Return only the lines from the top of the data down to the one that holds "written like [300,265].", both included, without any pictures.

(Stored data entries)
- - - -

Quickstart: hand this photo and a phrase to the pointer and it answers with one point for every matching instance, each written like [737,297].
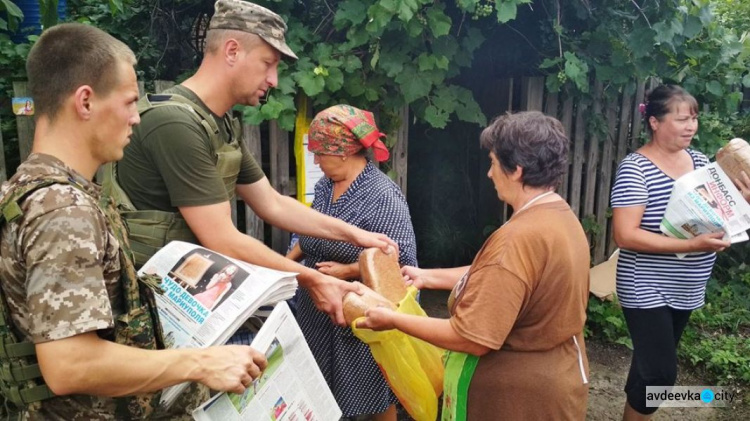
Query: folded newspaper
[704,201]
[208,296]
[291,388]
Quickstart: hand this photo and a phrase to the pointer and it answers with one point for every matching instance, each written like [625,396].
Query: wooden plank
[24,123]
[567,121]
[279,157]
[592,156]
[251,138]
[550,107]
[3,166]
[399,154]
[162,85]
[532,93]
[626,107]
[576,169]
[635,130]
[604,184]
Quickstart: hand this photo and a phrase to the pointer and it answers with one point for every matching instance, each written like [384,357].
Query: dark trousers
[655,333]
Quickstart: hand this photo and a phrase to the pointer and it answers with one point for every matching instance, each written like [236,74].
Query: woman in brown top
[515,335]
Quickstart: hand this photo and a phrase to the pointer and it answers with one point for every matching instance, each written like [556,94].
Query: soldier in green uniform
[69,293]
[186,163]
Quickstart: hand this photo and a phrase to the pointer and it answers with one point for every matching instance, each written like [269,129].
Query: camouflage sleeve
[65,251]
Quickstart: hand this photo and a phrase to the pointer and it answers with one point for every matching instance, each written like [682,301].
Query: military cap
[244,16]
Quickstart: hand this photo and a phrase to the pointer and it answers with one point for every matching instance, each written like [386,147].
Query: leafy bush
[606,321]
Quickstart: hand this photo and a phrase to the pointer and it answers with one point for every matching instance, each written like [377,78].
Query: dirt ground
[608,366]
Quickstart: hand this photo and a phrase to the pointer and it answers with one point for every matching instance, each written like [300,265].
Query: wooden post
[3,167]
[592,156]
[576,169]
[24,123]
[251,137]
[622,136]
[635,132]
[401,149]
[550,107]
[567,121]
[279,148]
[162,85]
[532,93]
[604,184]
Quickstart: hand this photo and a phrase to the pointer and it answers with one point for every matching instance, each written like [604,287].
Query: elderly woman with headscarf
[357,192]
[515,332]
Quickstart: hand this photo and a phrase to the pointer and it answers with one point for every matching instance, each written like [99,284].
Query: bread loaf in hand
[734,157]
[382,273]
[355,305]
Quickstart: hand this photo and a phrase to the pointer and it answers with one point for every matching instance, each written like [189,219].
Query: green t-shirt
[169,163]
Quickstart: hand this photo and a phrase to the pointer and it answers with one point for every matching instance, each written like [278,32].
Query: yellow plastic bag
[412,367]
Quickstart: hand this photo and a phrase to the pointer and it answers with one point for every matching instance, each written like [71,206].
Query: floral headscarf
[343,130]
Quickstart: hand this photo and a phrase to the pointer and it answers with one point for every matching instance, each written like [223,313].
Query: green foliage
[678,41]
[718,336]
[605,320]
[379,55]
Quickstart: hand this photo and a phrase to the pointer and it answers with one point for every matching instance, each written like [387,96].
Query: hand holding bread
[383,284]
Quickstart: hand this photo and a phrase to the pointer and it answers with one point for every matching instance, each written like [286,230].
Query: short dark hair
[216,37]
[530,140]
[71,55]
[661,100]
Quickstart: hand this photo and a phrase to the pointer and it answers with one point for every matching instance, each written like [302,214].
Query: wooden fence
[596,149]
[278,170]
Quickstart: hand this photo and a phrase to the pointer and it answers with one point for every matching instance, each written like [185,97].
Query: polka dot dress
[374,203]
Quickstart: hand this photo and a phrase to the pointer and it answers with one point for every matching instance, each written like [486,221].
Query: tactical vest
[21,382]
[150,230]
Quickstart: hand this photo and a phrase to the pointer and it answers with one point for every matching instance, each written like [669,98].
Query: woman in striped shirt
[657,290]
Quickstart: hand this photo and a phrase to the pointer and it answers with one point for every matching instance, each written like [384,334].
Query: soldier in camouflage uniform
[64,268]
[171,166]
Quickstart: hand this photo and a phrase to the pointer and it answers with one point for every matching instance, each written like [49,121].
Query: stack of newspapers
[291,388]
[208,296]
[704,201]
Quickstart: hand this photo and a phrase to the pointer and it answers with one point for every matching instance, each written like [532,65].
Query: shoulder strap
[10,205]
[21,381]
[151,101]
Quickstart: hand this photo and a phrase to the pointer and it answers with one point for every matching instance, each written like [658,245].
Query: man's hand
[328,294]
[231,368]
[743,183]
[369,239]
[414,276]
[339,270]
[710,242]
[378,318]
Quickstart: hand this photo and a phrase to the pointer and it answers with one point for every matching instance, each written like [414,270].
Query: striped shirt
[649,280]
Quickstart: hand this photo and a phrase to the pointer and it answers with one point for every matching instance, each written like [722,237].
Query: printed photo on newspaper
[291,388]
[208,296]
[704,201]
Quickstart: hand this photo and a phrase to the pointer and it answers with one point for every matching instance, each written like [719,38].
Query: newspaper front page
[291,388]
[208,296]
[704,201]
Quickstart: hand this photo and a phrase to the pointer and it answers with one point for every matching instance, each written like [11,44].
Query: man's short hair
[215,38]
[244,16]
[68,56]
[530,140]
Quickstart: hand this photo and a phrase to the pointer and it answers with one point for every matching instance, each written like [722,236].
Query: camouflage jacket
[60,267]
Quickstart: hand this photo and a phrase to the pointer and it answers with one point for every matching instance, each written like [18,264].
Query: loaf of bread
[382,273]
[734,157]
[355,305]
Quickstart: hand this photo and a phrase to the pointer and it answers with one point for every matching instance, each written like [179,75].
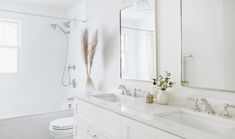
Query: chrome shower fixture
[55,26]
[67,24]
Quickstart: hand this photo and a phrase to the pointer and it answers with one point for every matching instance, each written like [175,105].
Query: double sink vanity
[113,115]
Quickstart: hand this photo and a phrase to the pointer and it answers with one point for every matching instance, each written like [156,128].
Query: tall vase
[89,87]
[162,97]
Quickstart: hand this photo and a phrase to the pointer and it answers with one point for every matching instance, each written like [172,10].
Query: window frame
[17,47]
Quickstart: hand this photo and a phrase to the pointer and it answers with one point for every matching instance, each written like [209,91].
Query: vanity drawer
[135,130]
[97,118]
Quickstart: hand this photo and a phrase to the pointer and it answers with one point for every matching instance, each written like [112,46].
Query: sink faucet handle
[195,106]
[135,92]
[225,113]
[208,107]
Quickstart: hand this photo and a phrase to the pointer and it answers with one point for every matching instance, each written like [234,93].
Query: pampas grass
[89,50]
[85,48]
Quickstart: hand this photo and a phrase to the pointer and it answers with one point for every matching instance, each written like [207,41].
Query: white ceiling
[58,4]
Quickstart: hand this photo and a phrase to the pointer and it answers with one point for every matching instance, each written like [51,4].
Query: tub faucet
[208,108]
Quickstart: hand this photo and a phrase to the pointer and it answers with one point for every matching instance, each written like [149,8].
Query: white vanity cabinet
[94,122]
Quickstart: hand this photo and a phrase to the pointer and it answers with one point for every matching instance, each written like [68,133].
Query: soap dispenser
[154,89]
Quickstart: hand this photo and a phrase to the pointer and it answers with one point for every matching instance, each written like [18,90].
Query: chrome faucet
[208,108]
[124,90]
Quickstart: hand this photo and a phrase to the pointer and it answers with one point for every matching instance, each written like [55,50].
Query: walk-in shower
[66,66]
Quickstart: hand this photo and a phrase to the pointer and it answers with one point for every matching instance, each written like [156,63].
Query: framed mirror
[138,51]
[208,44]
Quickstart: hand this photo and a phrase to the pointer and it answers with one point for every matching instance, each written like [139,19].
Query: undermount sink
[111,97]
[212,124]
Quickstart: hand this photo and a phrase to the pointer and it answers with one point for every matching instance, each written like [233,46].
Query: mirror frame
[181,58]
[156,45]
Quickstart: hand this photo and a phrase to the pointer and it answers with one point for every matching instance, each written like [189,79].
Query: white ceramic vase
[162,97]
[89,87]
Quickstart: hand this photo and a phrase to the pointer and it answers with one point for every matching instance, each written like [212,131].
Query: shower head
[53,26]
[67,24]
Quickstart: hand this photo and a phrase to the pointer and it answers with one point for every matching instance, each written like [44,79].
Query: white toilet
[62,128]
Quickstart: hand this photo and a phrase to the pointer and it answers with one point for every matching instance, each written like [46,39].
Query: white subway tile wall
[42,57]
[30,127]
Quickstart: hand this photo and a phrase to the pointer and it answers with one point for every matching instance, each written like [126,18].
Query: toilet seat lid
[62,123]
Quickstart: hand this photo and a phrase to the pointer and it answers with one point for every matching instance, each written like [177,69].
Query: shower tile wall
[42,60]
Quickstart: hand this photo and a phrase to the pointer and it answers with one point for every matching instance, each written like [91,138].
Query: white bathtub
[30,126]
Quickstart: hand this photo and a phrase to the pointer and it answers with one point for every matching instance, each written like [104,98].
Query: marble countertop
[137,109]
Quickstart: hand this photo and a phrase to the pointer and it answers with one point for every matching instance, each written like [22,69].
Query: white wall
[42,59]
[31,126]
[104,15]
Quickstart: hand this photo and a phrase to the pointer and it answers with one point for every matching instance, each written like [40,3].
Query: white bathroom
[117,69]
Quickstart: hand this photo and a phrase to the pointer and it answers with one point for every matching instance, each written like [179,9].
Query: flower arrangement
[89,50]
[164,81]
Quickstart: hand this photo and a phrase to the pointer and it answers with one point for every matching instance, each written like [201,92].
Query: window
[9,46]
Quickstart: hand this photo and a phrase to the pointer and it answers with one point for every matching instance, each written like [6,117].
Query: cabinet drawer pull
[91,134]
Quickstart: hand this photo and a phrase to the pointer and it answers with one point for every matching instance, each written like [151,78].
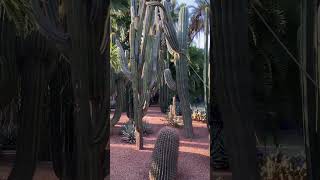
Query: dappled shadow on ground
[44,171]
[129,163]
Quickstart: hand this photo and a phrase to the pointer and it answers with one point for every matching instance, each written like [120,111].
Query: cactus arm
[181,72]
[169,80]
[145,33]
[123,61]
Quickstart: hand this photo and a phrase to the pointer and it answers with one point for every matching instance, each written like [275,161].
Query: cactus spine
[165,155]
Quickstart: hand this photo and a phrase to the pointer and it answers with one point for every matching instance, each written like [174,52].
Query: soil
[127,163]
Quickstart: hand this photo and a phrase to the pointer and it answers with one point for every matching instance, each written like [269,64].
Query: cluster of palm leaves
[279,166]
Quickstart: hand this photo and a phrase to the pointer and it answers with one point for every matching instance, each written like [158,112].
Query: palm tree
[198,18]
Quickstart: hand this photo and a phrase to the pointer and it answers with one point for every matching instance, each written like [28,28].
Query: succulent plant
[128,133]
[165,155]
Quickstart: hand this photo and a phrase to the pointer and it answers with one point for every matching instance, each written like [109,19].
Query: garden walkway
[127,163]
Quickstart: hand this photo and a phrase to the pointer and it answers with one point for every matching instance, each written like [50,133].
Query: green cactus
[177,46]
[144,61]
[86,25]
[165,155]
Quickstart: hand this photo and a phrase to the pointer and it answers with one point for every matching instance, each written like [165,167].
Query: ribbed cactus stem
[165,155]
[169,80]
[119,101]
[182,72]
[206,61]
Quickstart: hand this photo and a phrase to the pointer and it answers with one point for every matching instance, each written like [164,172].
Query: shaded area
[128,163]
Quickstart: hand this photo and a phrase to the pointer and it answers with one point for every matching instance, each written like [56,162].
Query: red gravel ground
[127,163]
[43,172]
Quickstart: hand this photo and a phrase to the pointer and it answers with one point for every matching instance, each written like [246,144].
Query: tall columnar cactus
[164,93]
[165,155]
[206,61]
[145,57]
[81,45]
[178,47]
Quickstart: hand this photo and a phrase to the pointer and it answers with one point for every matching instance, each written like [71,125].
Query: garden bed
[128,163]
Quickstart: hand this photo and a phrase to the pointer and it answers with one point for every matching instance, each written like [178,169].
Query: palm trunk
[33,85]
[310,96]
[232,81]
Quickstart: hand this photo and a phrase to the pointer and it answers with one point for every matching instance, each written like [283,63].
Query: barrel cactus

- - - -

§ **Result of this task**:
Quickstart: hand this photo and a phrase to the pointer and it answers with one point for every matching instance, each written like [737,297].
Query: folded newspaper
[704,201]
[208,296]
[291,388]
Quickstart: hand this photo and a phrase to the pointer and it answers with one point for every matching instance, each written like [625,396].
Query: wooden plank
[24,123]
[567,121]
[279,157]
[592,156]
[251,138]
[550,107]
[3,166]
[399,154]
[162,85]
[532,93]
[626,107]
[576,169]
[635,130]
[604,184]
Quickstart: hand this photo and a phrase to the pointer and it answers with one point for every matching instance, each written like [384,357].
Query: dark trousers
[655,333]
Quickstart: hand this photo and a phrase to the pointer and it answers with one point for every matching instance, each written like [236,74].
Query: woman in brown top
[515,335]
Quickstart: hand this photo and a phrase to the pointer and it answers with one point for every matching instance, each written like [556,94].
Query: soldier in green uniform
[69,293]
[186,163]
Quickstart: hand this photo and a phrase to the pointer and it answers with one point for every matching instance, each written like [269,129].
Query: camouflage sleeve
[65,251]
Quickstart: hand this photo and a phrase to the pointer and it answers with one point for every matching instance, each written like [682,301].
Query: military cap
[244,16]
Quickstart: hand this photo and a phrase to the pointer and it answers with one point for every matching instance, each written like [386,147].
Query: leafy bush
[606,321]
Quickstart: hand this photo and a phrase to the pointer and it answers with one point for every matching instance, each written like [377,78].
Query: dirt ground
[608,366]
Quickstart: hand this photo and a phrase to the pointer and it answers with one point for every matching instance, each written like [300,265].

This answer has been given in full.